### What is needed
Set down each line of the data below exactly as it stands, dropping the pictures.

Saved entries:
---

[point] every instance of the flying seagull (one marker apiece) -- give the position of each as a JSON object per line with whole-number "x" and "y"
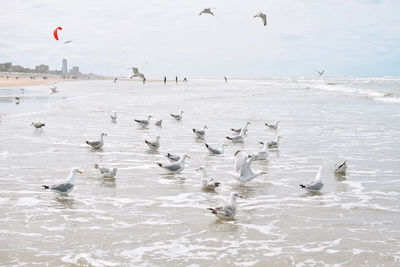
{"x": 262, "y": 16}
{"x": 207, "y": 11}
{"x": 136, "y": 73}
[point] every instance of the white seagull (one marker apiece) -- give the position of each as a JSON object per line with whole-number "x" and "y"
{"x": 273, "y": 126}
{"x": 144, "y": 123}
{"x": 136, "y": 73}
{"x": 263, "y": 154}
{"x": 240, "y": 129}
{"x": 262, "y": 16}
{"x": 208, "y": 184}
{"x": 239, "y": 138}
{"x": 207, "y": 11}
{"x": 228, "y": 211}
{"x": 97, "y": 144}
{"x": 200, "y": 133}
{"x": 243, "y": 172}
{"x": 64, "y": 188}
{"x": 153, "y": 145}
{"x": 341, "y": 167}
{"x": 175, "y": 167}
{"x": 177, "y": 117}
{"x": 316, "y": 184}
{"x": 216, "y": 151}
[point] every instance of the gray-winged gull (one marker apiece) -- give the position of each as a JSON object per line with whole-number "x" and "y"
{"x": 144, "y": 123}
{"x": 97, "y": 144}
{"x": 175, "y": 167}
{"x": 214, "y": 150}
{"x": 228, "y": 211}
{"x": 341, "y": 167}
{"x": 243, "y": 172}
{"x": 177, "y": 117}
{"x": 200, "y": 133}
{"x": 64, "y": 188}
{"x": 207, "y": 183}
{"x": 316, "y": 184}
{"x": 153, "y": 145}
{"x": 239, "y": 138}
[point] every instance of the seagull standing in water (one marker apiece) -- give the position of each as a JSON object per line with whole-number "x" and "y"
{"x": 262, "y": 16}
{"x": 239, "y": 138}
{"x": 316, "y": 184}
{"x": 240, "y": 129}
{"x": 320, "y": 72}
{"x": 243, "y": 171}
{"x": 144, "y": 123}
{"x": 177, "y": 117}
{"x": 201, "y": 133}
{"x": 273, "y": 126}
{"x": 208, "y": 184}
{"x": 97, "y": 144}
{"x": 341, "y": 167}
{"x": 228, "y": 211}
{"x": 175, "y": 167}
{"x": 64, "y": 188}
{"x": 207, "y": 11}
{"x": 263, "y": 154}
{"x": 153, "y": 145}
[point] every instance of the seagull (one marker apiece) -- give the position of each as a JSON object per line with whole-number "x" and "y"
{"x": 53, "y": 89}
{"x": 320, "y": 72}
{"x": 64, "y": 188}
{"x": 153, "y": 145}
{"x": 243, "y": 167}
{"x": 216, "y": 151}
{"x": 172, "y": 157}
{"x": 262, "y": 16}
{"x": 38, "y": 125}
{"x": 316, "y": 184}
{"x": 275, "y": 143}
{"x": 144, "y": 123}
{"x": 110, "y": 174}
{"x": 158, "y": 123}
{"x": 239, "y": 138}
{"x": 177, "y": 117}
{"x": 240, "y": 129}
{"x": 228, "y": 211}
{"x": 273, "y": 126}
{"x": 97, "y": 144}
{"x": 136, "y": 73}
{"x": 263, "y": 154}
{"x": 341, "y": 167}
{"x": 175, "y": 167}
{"x": 207, "y": 11}
{"x": 200, "y": 133}
{"x": 208, "y": 184}
{"x": 114, "y": 117}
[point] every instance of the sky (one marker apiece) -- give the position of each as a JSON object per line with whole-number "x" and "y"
{"x": 168, "y": 37}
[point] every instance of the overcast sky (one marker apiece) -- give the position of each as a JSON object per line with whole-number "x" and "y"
{"x": 168, "y": 37}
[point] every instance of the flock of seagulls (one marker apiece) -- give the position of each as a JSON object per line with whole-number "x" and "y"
{"x": 243, "y": 171}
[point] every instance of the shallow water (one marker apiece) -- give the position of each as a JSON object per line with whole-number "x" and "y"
{"x": 148, "y": 217}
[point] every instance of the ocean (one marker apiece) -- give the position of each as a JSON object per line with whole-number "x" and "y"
{"x": 146, "y": 216}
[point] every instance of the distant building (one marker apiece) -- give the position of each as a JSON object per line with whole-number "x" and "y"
{"x": 42, "y": 69}
{"x": 6, "y": 66}
{"x": 64, "y": 68}
{"x": 74, "y": 71}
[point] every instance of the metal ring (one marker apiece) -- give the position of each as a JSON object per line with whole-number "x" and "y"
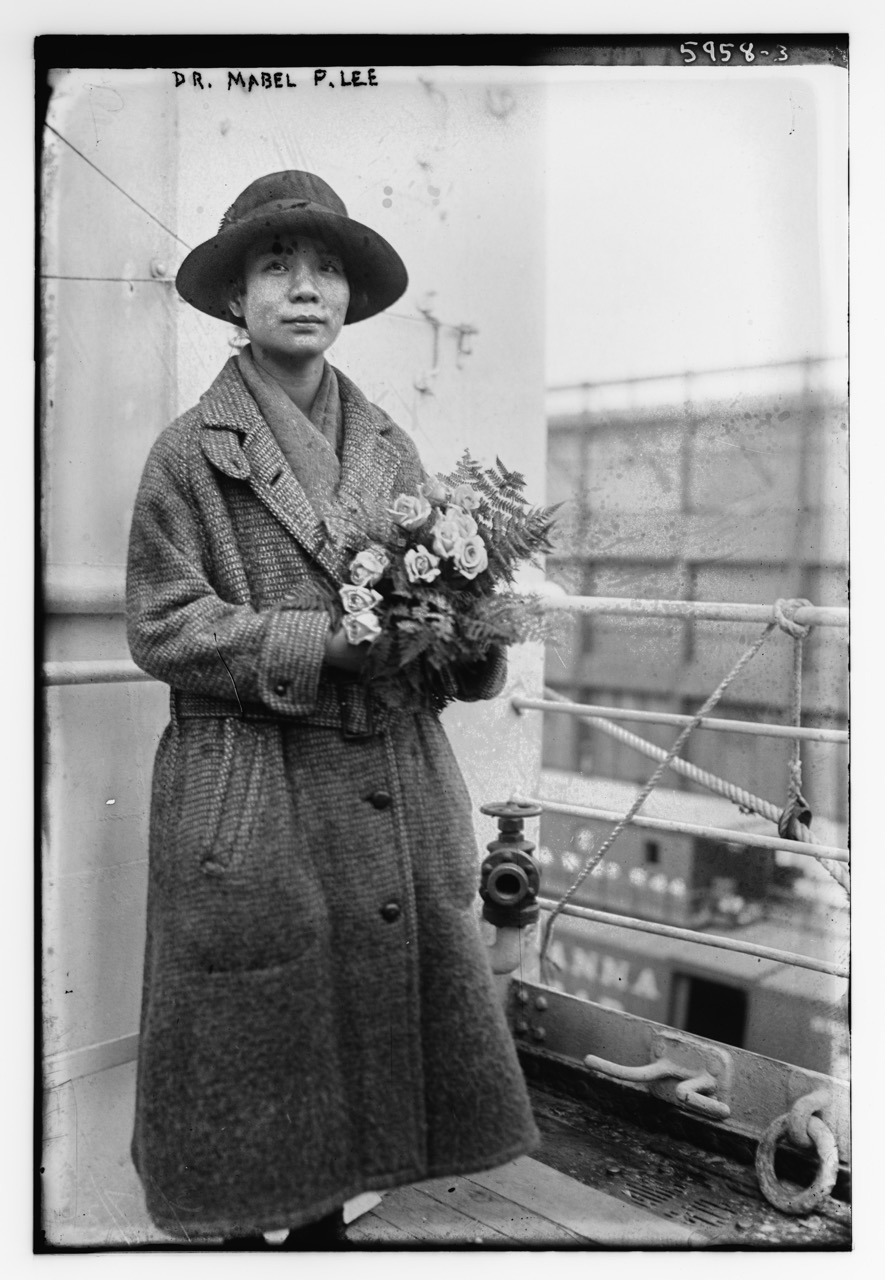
{"x": 804, "y": 1201}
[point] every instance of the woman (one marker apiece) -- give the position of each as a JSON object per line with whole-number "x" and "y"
{"x": 319, "y": 1018}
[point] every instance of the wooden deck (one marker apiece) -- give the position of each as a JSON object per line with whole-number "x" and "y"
{"x": 521, "y": 1205}
{"x": 600, "y": 1182}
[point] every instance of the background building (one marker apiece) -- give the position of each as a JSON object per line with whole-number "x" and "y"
{"x": 724, "y": 488}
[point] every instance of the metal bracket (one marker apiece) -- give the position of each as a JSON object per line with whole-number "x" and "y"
{"x": 708, "y": 1088}
{"x": 684, "y": 1070}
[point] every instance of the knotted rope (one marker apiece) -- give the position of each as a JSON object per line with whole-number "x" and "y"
{"x": 794, "y": 819}
{"x": 793, "y": 822}
{"x": 594, "y": 859}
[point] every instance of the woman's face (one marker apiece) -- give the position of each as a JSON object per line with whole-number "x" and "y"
{"x": 293, "y": 300}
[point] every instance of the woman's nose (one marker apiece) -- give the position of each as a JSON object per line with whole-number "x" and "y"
{"x": 302, "y": 282}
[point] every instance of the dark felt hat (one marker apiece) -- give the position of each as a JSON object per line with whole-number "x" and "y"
{"x": 292, "y": 202}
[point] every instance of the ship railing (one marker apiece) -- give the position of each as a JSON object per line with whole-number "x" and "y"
{"x": 555, "y": 599}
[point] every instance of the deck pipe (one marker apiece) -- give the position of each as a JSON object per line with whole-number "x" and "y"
{"x": 510, "y": 883}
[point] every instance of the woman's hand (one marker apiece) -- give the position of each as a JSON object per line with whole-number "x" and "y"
{"x": 342, "y": 654}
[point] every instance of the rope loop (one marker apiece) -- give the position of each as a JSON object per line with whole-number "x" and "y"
{"x": 801, "y": 1202}
{"x": 785, "y": 617}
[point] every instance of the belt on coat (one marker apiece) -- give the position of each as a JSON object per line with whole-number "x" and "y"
{"x": 341, "y": 704}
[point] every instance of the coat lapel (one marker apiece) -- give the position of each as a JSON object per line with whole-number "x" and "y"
{"x": 369, "y": 461}
{"x": 237, "y": 440}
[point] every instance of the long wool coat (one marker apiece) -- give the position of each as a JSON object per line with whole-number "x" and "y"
{"x": 319, "y": 1016}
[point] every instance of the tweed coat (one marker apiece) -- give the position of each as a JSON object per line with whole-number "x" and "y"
{"x": 319, "y": 1016}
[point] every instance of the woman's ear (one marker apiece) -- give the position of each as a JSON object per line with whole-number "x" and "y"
{"x": 236, "y": 302}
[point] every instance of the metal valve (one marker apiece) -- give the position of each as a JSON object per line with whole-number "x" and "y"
{"x": 511, "y": 877}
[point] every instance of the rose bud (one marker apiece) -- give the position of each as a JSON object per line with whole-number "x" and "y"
{"x": 368, "y": 566}
{"x": 410, "y": 511}
{"x": 356, "y": 599}
{"x": 422, "y": 565}
{"x": 471, "y": 557}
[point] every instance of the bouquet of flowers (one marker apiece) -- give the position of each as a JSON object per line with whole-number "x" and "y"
{"x": 432, "y": 588}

---

### Final answer
[point] every instance of the flying seagull (one marker apiece) -- give the position of each as a JSON object per line with whole-number "x" and "y"
{"x": 262, "y": 16}
{"x": 207, "y": 11}
{"x": 136, "y": 73}
[point] every instance of the white seagull (one marker apiece) -- give the position of each as a JSON object per line with whole-number "x" and "y"
{"x": 273, "y": 126}
{"x": 144, "y": 123}
{"x": 136, "y": 73}
{"x": 263, "y": 154}
{"x": 240, "y": 129}
{"x": 262, "y": 16}
{"x": 208, "y": 184}
{"x": 239, "y": 138}
{"x": 207, "y": 11}
{"x": 228, "y": 211}
{"x": 97, "y": 144}
{"x": 200, "y": 133}
{"x": 243, "y": 172}
{"x": 64, "y": 188}
{"x": 153, "y": 145}
{"x": 341, "y": 167}
{"x": 175, "y": 167}
{"x": 177, "y": 117}
{"x": 316, "y": 184}
{"x": 216, "y": 151}
[point] every instance of the gray-winged gull (one marker apiece) -- give the position of each as a JSON object per line with whole-number "x" and "y"
{"x": 144, "y": 123}
{"x": 97, "y": 144}
{"x": 175, "y": 167}
{"x": 214, "y": 150}
{"x": 228, "y": 211}
{"x": 341, "y": 167}
{"x": 243, "y": 172}
{"x": 177, "y": 117}
{"x": 200, "y": 133}
{"x": 64, "y": 188}
{"x": 207, "y": 183}
{"x": 316, "y": 184}
{"x": 153, "y": 145}
{"x": 239, "y": 138}
[point] every instance of the seagull standing in water (one marker apiece) -- give the position of each as a JSON object per line with whole-number "x" and "y"
{"x": 262, "y": 16}
{"x": 239, "y": 138}
{"x": 316, "y": 184}
{"x": 240, "y": 129}
{"x": 320, "y": 72}
{"x": 243, "y": 171}
{"x": 144, "y": 123}
{"x": 177, "y": 117}
{"x": 201, "y": 133}
{"x": 273, "y": 126}
{"x": 208, "y": 184}
{"x": 97, "y": 144}
{"x": 341, "y": 167}
{"x": 228, "y": 211}
{"x": 175, "y": 167}
{"x": 64, "y": 188}
{"x": 207, "y": 11}
{"x": 263, "y": 154}
{"x": 153, "y": 145}
[point] every instance of the seagull (one marker apiece) -- give the position of each as a JSON object per line with whole-number "x" and "y"
{"x": 53, "y": 89}
{"x": 320, "y": 72}
{"x": 64, "y": 188}
{"x": 153, "y": 145}
{"x": 243, "y": 167}
{"x": 216, "y": 151}
{"x": 172, "y": 157}
{"x": 262, "y": 16}
{"x": 38, "y": 125}
{"x": 316, "y": 184}
{"x": 275, "y": 143}
{"x": 144, "y": 123}
{"x": 110, "y": 174}
{"x": 158, "y": 123}
{"x": 239, "y": 138}
{"x": 177, "y": 117}
{"x": 240, "y": 129}
{"x": 228, "y": 211}
{"x": 273, "y": 126}
{"x": 97, "y": 144}
{"x": 136, "y": 73}
{"x": 263, "y": 154}
{"x": 341, "y": 167}
{"x": 175, "y": 167}
{"x": 207, "y": 11}
{"x": 200, "y": 133}
{"x": 208, "y": 184}
{"x": 114, "y": 117}
[point] every instance of the sky (one marker apiece) -- give the position of each as a JSON object per line with whole-number "x" and "y"
{"x": 168, "y": 37}
[point] every instance of the overcast sky (one marker apiece) -- give the position of each as a JSON object per line with whole-number "x" and "y"
{"x": 168, "y": 37}
[point] every instance of the flock of seagulls (one marker apiece) -- give the position of each as a JSON object per line with whole-number "x" and "y"
{"x": 243, "y": 171}
[point] every instance of the shallow water (one marker apiece) -- give the position of each as a JSON object per line with whole-number "x" and "y"
{"x": 148, "y": 217}
[point] every instance of the ocean (one marker apiece) -- give the position of each as a JSON object per line with whole-number "x" and "y"
{"x": 146, "y": 216}
[point] every instance of the distant building (one marker apiece) -- give the position of each as a JSON object per line with whole-number "x" and "y"
{"x": 42, "y": 69}
{"x": 6, "y": 66}
{"x": 64, "y": 68}
{"x": 74, "y": 71}
[point] every instance of the metal ring (one marker apiece) -- give the position of each as a JSON object per line with whole-number "x" and "y"
{"x": 804, "y": 1201}
[point] every instance of the woman (one marker apiece) -- give the position of each as a JSON object per line with whole-number "x" and "y"
{"x": 319, "y": 1018}
[point] every instance of the wooden deck (one marker apiece) -- give the position of each as a JSON object per line with whole-number "x" and "y"
{"x": 521, "y": 1205}
{"x": 600, "y": 1182}
[point] every instance of the background building (one marker apiece) -- give the position of each as a JSON object per line with whole-number "x" and "y"
{"x": 724, "y": 488}
[point] every instance of the metal bracket (one marker apiece) -- give the position of each as a JSON object per line with whole-number "x" and "y"
{"x": 708, "y": 1088}
{"x": 684, "y": 1070}
[point] every instance of the knotted rope (one marker apiece) -- give the position of each as a JSON object per line with whole-number "x" and "y"
{"x": 794, "y": 819}
{"x": 793, "y": 822}
{"x": 594, "y": 859}
[point] every instance of the woman's face (one marker apiece) -- give the position of each as a JSON object per line with whole-number "x" and "y"
{"x": 293, "y": 300}
[point] every instance of the woman's nose (one marker apiece) -- give the position of each as a JSON object per line with whole-number "x" and "y"
{"x": 302, "y": 282}
[point] every instance of the dark felt hat (one marker apiece) -- give the position of each as a JSON object per line with whole-number "x" and "y"
{"x": 292, "y": 202}
[point] every instance of the ship railing (one marker apiece) -- give the position of each as a JSON object per line with whole-number "x" and "y"
{"x": 555, "y": 599}
[point] every instance of the deck pipe (one marker apiece) -- give the position of each as a JSON object per line with whole-number "x" and "y"
{"x": 510, "y": 883}
[point] every instance of the woman's hand (one marker apiece) -- give the position of each as a JSON object per line with whole-number "x" and "y"
{"x": 342, "y": 654}
[point] every instance of the rope loop (one marker apiece) -- give the position of each as a JSON object per line with whole-number "x" and "y"
{"x": 801, "y": 1202}
{"x": 785, "y": 617}
[point] every instance of the belt on coat (one marker apiece) -- give the position of each as a JSON object per line with whole-number "x" and "y"
{"x": 341, "y": 704}
[point] every instance of the coat lapel (one marker apiece) -- give the position of each as a JSON object per line with whole-number "x" and "y"
{"x": 369, "y": 461}
{"x": 237, "y": 440}
[point] every instance of the long wool coat (one marker apiece) -- give the position of each as a JSON object per line with whole-number "x" and "y"
{"x": 319, "y": 1016}
[point] every instance of the tweed coat (one marker apiece) -- give the position of each as a JSON object per line with whole-number "x" and "y"
{"x": 319, "y": 1016}
[point] every instance of the woman's ear (one marker apiece) -- give the position of each as a JSON object per line with whole-number "x" and "y"
{"x": 236, "y": 302}
[point] every instance of the metal valve (one marker apiece) -- give the position of each as a JSON object per line with whole-number "x" and "y"
{"x": 511, "y": 877}
[point] every instance of the rose bud (one marker apiece) -- give the position of each as a JSON object per line with whole-number "x" and "y"
{"x": 368, "y": 566}
{"x": 410, "y": 511}
{"x": 356, "y": 599}
{"x": 422, "y": 565}
{"x": 471, "y": 557}
[point] every instance of the bouquet of flowers (one marker apiece) -- give the position of each as a JSON object per line with whole-number "x" and "y"
{"x": 432, "y": 588}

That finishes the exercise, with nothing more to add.